» **TEXT BLOCK**:
^^^^
Anton Harber, co-founder and former editor of Mail and Guardian, former Managing Director and Editor-in-Chief of eNCA and Professor and Dean of School of Journalism at WITS University, South Africa, speaks to Biraj Swain, ICFJ Fellow, on the back of the Guptas’ heist expose.
Biraj Swain: This is an important inflection point, your country has one of the finest examples of investigative journalism, the exposure of one Indian family’s capture of state, bankrolled by one Indian public sector bank, Bank of Baroda. The collusion between the Guptas and Jacob Zuma has cost Mr Zuma his job. Has South African journalism always been so nosy, muckraking?
Anton Harber: Investigative journalism has been very important for media outlets here. In fact, readers’ interest and engagement have ensured that news-gathering costs always factored investigative journalism. Now, when newspapers’ circulation and influence is dwindling, paid subscription TV is on the rise, digital media and radio is also on the rise, investigative journalism continues to find place in most formats.
In fact, one of the most high-impact expose on the heist was done by a journalist named Ama Bhungaane last year and she raised a million rands through crowd-funding. So readers are not only interested in the expose of state capture but they are paying for it too.
I manage an investigative journalism fund, the Taco Kuiper Fund for Investigative Journalism, and the kind of proposals we get are very impressive.
But all is not rosy, there is resource crisis in the print media, long-form journalism too. And digital is depending too much on the freelancers’ model that makes fact-checking (the core of investigative journalism) a challenge. But to highlight the challenges that resource limitation can pose to journalism and investigative journalism per se, the Guptas have bought stakes in media to influence the narrative too.
Coming back to your core question, has South African journalism always been so nosy? We have chronicled some of the finest examples of investigative journalism in our country in our book Troublemakers: The best of South Africa’s investigative journalism. The investigative journalism in South Africa has its roots in the anti-apartheid struggle, so yes, it is important.
Biraj Swain: Tell us from the beginning, how has South African journalism evolved pre and post-apartheid?
^^^^
» **DATA RECORDS**:

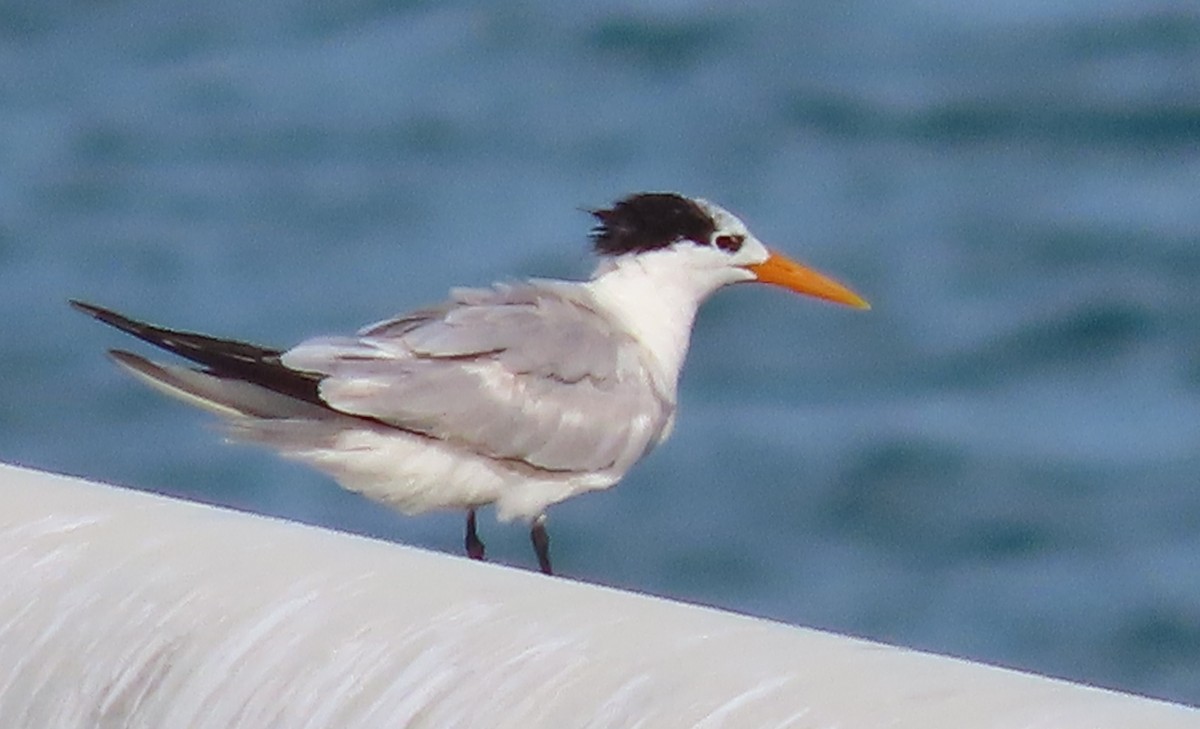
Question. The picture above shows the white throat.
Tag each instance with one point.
^^^^
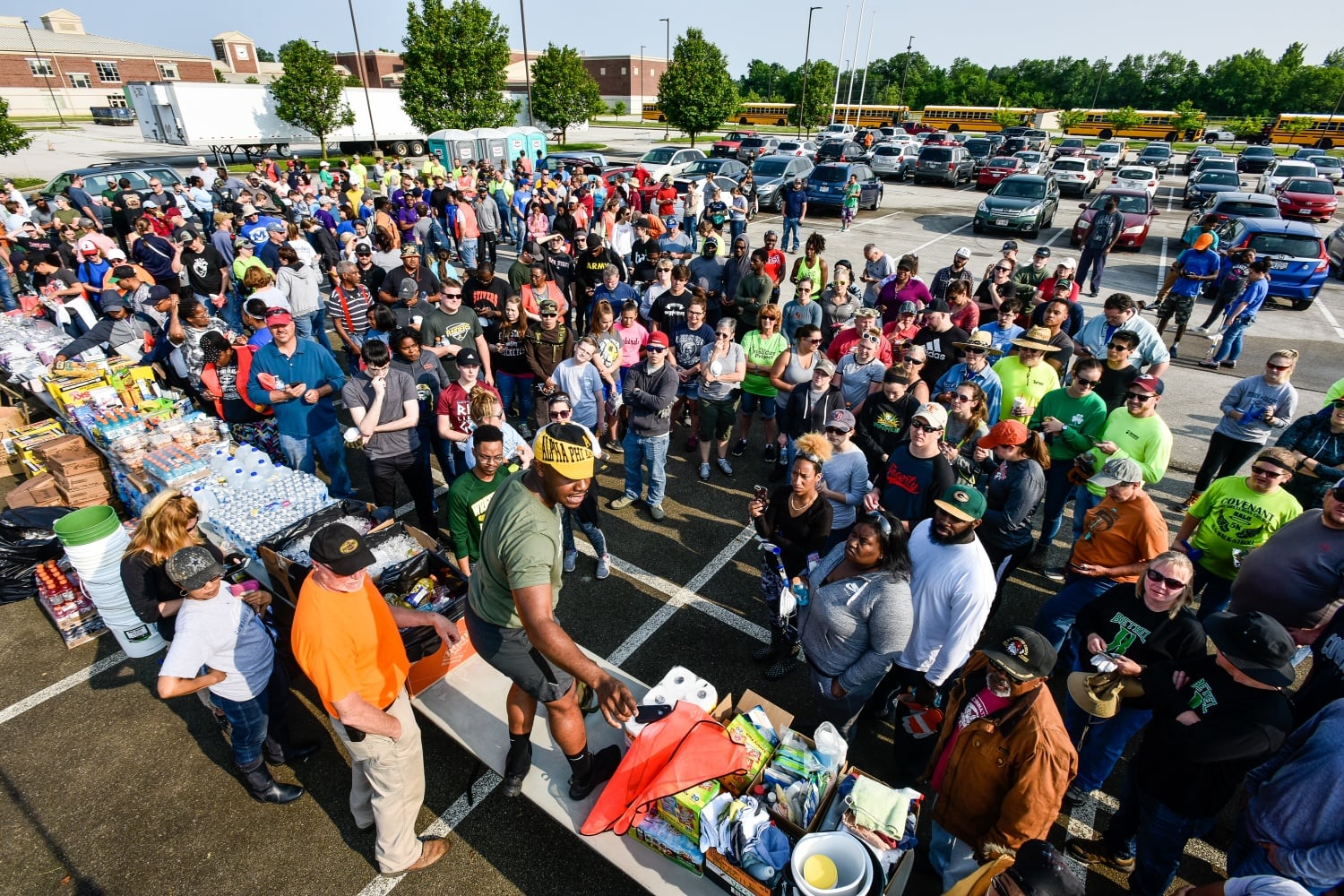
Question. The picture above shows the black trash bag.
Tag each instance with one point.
^^^^
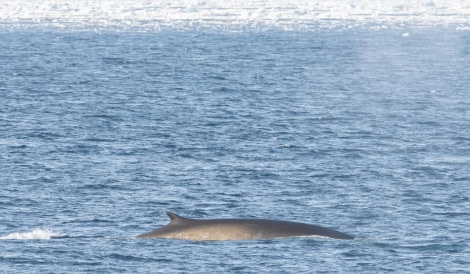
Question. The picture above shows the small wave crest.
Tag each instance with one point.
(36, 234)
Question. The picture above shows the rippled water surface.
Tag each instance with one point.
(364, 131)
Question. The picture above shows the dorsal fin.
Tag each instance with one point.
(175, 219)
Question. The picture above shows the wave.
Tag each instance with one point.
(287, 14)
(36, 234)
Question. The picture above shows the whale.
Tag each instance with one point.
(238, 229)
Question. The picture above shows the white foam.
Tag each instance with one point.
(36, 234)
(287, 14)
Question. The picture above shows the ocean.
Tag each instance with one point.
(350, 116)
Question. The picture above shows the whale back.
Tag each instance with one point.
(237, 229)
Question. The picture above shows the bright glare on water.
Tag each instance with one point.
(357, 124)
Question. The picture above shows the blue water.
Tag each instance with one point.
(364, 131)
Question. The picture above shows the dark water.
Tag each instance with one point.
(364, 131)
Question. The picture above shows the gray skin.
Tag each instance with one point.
^^^^
» **REQUEST**: Write the next part of the interview on South African investigative journalism, picking up right after its final line.

» **RESULT FOR THIS TASK**:
Anton Harber: The journalism in the country has been shaped by the anti-apartheid movement. For example, Mail and Guardian, which was founded in 1985, about a decade before our independence, was a response to the hunger for information from the public. It was a liberal paper, dedicated to reporting facts. When the repression was peaking, our journalism was hardening too. The paper was three months’ old when emergency was imposed and reporting on banned organisations (like then African National Congress) and on prisoners and detainees (like Nelson Mandela) was prosecuted with harsh punishments like confiscation of paper, imprisonment and prosecution of editors.
We had the social capital, because while we were anti-apartheid supporters and ANC sympathisers, we, the editors, were white, so defying the emergency restrictions did not come with the harsh consequences as in the case of other journalism establishments, with black or mixed-race editors. So hunger for information was quenched by a few media outlets like the Mail. The demand was so much that the Guardian UK bought majority stakes in our paper (quite early into operations, in response to our journalism and reader’s dependence on our journalism during the emergency period) and we became Mail and Guardian.
Much of our journalism gets its mettle from the anti-apartheid movement. But our courts and constitution have also built in safeguards for journalism in public interest.
But we had to re-learn the trade during the transition period from 1990-1994 and post-apartheid. To continue the adversarial stance of journalism with the ANC in power meant shedding our ANC sympathies and treating ANC as the ruling party and holding it accountable for democratic and constitutional aspirations. And that was tough. Some of the adversarial journalists, who were doing fierce muck-raking, were targeted. If they were white, the smoke-screen of white privilege was raised. But it was actually adversarial journalism, pro-poor, pro-people, in line with constitutional values.
Biraj Swain: I understand Mail and Guardian was the first paper to go digital, much before digital media was a thing, why was it so?
Anton Harber: So emergency in South Africa meant restrictions on publication were massive. While we continued to defy, we also had major run-ins with the then white supremacist government. And since Guardian was the majority stake-holder, some of the most contentious news was published by Guardian, so the news got out but we were saved from prosecution. Since the anti-apartheid struggle also resulted in many freedom fighters living in exile and there was international solidarity for the struggle, it was important that we catered to the news need of those in exile and those offering us solidarity support. Hence publishing on the world wide web was an obvious thing for us.
Biraj Swain: How would you describe the state of press freedom in your country now? Your country is called the most hopeful democracy and I assume, this hope will be reflected in the freedoms too. Would you like to elaborate?
Anton Harber: There have been attempts to bring a Media Tribunal since 2007, it is back-door censorship, but having tasted censorship and apartheid, the journalistic fraternity is acutely aware of such attempts and the push-back has been vigorous. There was also an attempt to bring an anti-leaks legislation, which was giving a body blow to our freedom of information legislation. We fought that too.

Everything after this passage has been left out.